Пресловутая эпоха в лицах и масках, событиях и казусах — страница 54 из 99

– Там, – рассуждал на заседании Секретариата ЦК, куда и я был вызван, Михаландрев (такова была его «подпольная» кличка), заглядывая в анонимку, – голые женщины по сцене летают. И еще эта пьеса, как ее, «Дом правительства»…

– «Дом на набережной», – заботливо подсказал ему кто-то из помощников.

– Да, «Дом правительства», – повторил Суслов. – Вздумали для чего-то старое ворошить.

Я пытался свести дело к юрисдикции. Мол, Женевская международная конвенция не предусматривает возможности отказа зарубежным партнерам в уступке прав на произведения советских авторов.

– Они на Западе миллионы заплатят за такое, – отрезал Суслов, – но мы идеологией не торгуем.

Через неделю в ВААП нагрянула бригада комитета партийного контроля во главе с некоей Петровой, которая ранее добилась исключения из партии Лена Карпинского.

Я поведал об этом Юрию Валентиновичу, когда мы сидели с ним и с Ольгой за мисками обжигающего супа-пити в ресторане «Баку», что был на тогдашней улице Горького. «Видит око, да зуб неймет», – то ли утешая меня, то ли вопрошая, вымолвил Трифонов, пожевав предварительно по своему обычаю губами. И оказался прав, потому что Петрову вскоре отправили на пенсию «за превышение полномочий».

Кстати, этот трагикомичский эпизод на заседании высшего партийного органа, о котором я тут же рассказал, конечно, и Трифонову, и Любимову, как-то еще больше сблизил нас, «товарищей по несчастью», мы стали чаще встречаться, перезваниваться, обсуждать развитие ситуации, обмениваться новостями.

Трифонов в ЦК не был вхож, а у Любимова там были доброжелатели, в том числе и помощник Брежнева Анатолий Черняев, наш с Ю. П. общий друг, который тоже помогал разруливать ситуацию. Трифонов, который писателем быть не прекращал ни на минуту, мотал, по моим наблюдениям, наши рассказы на несуществующий ус в предвкушении того, что они еще могут ему пригодиться в работе за письменным столом.

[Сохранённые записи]
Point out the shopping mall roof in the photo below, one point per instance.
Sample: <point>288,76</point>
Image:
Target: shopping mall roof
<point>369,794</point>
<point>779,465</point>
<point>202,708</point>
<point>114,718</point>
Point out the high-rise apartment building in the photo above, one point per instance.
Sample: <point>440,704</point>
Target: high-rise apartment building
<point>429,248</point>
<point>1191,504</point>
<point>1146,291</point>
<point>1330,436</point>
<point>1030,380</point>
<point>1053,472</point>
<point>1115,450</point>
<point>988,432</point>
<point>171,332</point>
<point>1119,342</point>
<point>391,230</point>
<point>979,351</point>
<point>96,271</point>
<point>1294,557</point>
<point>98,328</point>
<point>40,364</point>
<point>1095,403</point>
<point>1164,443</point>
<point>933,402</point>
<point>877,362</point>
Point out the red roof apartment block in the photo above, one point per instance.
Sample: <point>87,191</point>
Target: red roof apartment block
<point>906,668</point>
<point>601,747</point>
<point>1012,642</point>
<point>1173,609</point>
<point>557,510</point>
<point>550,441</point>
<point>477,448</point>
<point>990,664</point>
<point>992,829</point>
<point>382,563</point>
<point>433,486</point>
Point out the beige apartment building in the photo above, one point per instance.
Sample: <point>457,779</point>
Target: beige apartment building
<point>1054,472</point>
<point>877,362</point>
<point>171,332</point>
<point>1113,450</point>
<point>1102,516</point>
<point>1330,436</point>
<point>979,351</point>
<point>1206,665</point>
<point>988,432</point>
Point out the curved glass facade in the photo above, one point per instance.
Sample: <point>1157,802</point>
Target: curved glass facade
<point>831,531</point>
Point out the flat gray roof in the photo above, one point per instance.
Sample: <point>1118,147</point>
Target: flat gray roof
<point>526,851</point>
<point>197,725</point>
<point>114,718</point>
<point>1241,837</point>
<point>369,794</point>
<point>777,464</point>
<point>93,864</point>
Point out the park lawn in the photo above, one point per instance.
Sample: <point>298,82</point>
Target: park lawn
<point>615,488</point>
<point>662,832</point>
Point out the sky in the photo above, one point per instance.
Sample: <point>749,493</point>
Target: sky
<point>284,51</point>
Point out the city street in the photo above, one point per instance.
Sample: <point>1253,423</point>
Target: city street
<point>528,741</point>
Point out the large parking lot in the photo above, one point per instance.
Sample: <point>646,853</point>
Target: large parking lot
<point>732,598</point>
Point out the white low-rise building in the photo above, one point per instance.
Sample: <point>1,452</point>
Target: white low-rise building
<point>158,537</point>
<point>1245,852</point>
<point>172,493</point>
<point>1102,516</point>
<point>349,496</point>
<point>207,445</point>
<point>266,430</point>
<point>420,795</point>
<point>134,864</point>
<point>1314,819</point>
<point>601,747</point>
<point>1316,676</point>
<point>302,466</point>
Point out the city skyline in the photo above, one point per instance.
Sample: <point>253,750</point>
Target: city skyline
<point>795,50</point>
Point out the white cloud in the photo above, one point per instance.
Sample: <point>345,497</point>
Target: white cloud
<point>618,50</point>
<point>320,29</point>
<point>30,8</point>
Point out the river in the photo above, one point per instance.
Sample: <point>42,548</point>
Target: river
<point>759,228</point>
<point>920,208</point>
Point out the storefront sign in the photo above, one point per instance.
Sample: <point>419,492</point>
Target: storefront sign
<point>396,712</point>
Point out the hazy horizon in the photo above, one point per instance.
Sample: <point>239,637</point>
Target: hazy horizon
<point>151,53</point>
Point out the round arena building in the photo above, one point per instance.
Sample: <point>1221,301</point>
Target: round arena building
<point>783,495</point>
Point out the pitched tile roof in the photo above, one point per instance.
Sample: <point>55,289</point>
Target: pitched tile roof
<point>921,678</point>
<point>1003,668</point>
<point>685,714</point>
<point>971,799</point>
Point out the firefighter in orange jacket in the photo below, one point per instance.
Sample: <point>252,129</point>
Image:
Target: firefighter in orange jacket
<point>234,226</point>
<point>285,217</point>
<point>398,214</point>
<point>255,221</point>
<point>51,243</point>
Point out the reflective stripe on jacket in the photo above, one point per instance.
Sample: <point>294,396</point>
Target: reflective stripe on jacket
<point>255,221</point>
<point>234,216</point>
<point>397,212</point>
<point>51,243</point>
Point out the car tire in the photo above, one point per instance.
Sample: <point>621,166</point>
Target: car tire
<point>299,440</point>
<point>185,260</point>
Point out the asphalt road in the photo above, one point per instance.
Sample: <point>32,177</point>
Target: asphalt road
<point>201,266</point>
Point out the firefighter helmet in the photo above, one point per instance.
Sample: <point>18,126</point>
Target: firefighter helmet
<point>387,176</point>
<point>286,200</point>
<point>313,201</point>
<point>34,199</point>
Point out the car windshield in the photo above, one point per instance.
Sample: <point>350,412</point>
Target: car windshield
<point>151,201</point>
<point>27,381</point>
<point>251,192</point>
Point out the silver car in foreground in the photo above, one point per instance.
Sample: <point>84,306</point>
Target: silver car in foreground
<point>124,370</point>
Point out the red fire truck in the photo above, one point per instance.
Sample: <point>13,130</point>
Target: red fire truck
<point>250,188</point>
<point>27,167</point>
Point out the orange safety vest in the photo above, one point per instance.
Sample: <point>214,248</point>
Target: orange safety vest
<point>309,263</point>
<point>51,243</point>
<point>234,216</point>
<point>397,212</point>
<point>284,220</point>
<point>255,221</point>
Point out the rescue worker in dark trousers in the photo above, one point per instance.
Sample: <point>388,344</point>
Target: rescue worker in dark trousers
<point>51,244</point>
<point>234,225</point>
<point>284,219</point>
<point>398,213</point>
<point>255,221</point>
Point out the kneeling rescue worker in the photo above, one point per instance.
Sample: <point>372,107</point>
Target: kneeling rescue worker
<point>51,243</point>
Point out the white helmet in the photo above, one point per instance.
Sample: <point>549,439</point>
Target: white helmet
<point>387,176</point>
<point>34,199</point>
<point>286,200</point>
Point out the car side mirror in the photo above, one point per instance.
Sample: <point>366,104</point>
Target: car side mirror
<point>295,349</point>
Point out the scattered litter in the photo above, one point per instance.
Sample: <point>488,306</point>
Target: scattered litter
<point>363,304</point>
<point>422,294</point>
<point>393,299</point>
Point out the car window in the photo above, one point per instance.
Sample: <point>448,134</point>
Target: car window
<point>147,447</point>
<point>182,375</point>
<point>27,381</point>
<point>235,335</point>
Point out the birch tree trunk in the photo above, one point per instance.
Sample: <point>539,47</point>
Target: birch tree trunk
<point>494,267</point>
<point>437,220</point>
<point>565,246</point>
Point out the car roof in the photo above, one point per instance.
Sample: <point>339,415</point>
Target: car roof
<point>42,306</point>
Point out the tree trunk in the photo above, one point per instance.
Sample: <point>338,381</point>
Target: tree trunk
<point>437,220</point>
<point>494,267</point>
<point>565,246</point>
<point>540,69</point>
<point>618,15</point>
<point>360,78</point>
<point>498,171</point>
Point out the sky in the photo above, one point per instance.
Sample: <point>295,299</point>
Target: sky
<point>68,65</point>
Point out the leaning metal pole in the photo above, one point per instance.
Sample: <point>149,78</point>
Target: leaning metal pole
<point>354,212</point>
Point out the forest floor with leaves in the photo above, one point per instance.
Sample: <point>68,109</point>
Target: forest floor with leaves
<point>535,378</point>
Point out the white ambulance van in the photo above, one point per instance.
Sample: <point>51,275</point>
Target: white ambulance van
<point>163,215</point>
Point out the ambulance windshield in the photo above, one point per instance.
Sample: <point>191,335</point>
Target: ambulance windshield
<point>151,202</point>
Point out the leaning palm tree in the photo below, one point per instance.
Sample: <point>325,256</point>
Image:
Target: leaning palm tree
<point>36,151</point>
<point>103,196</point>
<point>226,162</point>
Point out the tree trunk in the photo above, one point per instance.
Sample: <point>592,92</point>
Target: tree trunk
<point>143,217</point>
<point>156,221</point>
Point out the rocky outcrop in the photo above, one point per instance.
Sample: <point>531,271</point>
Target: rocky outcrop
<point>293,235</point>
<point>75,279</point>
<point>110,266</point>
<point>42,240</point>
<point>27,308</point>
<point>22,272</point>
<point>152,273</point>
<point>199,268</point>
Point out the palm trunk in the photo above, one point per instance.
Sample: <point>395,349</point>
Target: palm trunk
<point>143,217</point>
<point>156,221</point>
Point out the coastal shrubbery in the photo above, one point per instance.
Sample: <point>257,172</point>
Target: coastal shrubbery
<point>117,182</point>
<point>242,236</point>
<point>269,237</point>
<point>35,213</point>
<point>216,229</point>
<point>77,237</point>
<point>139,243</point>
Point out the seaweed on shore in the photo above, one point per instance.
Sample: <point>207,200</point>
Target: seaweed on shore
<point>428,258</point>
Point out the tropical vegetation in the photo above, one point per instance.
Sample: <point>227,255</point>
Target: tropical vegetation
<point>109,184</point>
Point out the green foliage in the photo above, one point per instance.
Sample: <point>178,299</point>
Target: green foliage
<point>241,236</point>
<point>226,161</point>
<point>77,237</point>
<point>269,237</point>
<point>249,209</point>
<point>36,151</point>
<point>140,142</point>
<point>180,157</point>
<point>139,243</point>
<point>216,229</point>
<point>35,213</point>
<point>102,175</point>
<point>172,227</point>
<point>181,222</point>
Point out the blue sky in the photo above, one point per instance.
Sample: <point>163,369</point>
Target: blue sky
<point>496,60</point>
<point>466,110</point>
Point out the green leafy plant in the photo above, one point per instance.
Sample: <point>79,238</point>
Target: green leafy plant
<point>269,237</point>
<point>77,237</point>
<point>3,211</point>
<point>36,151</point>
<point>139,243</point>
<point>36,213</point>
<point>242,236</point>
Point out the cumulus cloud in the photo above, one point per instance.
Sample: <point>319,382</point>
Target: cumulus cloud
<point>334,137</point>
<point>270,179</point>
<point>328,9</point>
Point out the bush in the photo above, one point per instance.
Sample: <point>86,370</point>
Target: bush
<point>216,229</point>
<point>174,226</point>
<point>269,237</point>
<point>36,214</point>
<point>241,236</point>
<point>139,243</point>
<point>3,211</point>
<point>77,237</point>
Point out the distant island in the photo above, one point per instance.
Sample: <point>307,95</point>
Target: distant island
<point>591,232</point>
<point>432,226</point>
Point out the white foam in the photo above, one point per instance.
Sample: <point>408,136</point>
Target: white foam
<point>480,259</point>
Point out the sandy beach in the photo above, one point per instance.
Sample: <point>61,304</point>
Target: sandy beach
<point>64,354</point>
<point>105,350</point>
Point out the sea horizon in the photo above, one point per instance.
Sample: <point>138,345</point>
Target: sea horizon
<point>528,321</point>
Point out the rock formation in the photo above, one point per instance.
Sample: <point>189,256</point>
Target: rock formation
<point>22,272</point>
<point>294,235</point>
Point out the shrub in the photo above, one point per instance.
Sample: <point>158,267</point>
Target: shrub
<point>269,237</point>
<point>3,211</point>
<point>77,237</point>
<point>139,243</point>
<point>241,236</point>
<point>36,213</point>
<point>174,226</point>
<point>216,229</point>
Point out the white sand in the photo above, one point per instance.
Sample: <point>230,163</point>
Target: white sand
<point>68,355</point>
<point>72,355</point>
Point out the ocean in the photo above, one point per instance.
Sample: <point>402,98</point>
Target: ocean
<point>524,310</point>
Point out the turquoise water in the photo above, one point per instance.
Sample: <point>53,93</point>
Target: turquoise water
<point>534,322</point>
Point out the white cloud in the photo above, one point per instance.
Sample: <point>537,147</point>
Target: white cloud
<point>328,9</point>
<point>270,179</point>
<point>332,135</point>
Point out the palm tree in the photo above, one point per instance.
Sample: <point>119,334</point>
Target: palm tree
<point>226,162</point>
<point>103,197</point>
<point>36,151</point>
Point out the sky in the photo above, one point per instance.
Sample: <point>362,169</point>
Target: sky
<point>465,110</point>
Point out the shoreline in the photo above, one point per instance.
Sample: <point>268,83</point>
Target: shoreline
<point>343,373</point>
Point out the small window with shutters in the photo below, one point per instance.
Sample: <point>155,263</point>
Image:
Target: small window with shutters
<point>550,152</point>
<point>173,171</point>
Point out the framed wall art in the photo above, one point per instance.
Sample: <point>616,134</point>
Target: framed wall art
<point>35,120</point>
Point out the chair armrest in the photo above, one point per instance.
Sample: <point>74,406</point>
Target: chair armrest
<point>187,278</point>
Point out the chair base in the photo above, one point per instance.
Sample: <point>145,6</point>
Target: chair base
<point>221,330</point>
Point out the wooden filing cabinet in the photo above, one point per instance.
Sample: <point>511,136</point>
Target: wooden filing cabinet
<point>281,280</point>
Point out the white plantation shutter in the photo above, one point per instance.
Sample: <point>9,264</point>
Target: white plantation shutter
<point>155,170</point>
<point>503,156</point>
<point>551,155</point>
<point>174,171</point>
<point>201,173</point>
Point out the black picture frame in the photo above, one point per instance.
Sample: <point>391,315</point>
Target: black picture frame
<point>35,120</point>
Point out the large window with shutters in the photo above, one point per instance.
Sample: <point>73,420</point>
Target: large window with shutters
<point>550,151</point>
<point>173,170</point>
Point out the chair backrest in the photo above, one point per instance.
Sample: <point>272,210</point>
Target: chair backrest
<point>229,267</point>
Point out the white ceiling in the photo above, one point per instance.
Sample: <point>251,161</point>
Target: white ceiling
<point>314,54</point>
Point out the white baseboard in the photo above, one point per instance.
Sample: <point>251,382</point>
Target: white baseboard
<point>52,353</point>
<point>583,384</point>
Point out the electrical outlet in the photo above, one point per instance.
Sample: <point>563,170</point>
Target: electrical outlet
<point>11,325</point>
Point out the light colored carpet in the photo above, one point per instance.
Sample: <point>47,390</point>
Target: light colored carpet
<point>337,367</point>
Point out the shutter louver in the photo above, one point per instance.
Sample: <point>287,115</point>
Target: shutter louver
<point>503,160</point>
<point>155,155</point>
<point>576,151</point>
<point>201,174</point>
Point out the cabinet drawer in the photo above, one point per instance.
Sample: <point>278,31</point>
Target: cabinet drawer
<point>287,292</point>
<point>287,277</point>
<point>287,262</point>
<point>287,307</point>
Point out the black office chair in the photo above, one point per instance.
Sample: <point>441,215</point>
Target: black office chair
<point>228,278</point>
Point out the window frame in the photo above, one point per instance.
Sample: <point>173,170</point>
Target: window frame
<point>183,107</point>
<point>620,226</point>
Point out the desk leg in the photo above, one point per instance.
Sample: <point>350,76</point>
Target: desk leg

_Задание 1_
Выпишите из записей все строки, в которых встречается слово «tire». Регистр букв учитывается.
_Задание 2_
Продолжите воспоминания о Трифонове и Любимове, начав сразу после их последнего предложения.

_Ответ 1_
Point out the car tire in the photo above, one point per instance.
Target: car tire

_Ответ 2_
О Трифонове говорили, что он неразговорчив, едва ли не косноязычен, а мне казалось: это все оттого, что так много имеет он что сказать. И каждый раз, прежде чем открыть рот, думает: а стоит ли? Нет, не из недостатка уважения к собеседнику, а оттого, что мысль изреченная есть ложь. Пока выведешь на язык то, что внутри, половину растеряешь. Не лучше ли просто сесть за письменный стол и выложить, что у тебя в голове…

Был, правда, один случай, по поводу которого Юрий Валентинович разговорился и показал себя прекрасным рассказчиком. Дело было у него на даче, куда он пригласил Любимова.

– Сидели пили, – рассказывал он мне, явно не по делу употребив этот глагол. – Обедали, – сам же и уточнил. А тут целое паломничество. Работяги, которые крышу чинили, явились.

«Валентиныч, дай на поллитра».

Дал.

«А нам закусить нечем».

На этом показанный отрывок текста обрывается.